Copy the entries exactly. Leave nothing out and add nothing.

--- INFORMATION PROVIDED ---
*** Begin section ***

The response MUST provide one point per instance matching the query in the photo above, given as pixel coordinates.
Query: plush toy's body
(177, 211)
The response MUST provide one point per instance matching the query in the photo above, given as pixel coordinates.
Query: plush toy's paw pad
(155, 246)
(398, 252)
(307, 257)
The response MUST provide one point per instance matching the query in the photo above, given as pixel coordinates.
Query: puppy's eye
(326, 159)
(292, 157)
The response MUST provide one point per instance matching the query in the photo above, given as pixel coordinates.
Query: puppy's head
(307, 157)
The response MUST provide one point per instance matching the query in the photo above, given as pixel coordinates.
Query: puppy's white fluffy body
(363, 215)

*** End section ***

--- TASK SOLUTION ---
The response MUST provide one point per instance matching the query in the photo above, given as pixel coordinates.
Query: plush toy's body
(177, 211)
The response MUST provide one point per instance matching the query in the photo above, given as pixel coordinates.
Query: plush toy's paw pad
(155, 246)
(398, 252)
(307, 257)
The response MUST provide one point per instance matching the query in the photo above, given as pixel coordinates.
Query: puppy's eye
(326, 159)
(292, 157)
The response MUST provide one point per instance matching the query in the photo above, given as pixel coordinates.
Query: puppy's head
(307, 157)
The response MUST provide one point per instance matching the query in the photo above, given as pixel coordinates.
Query: puppy's white fluffy body
(363, 215)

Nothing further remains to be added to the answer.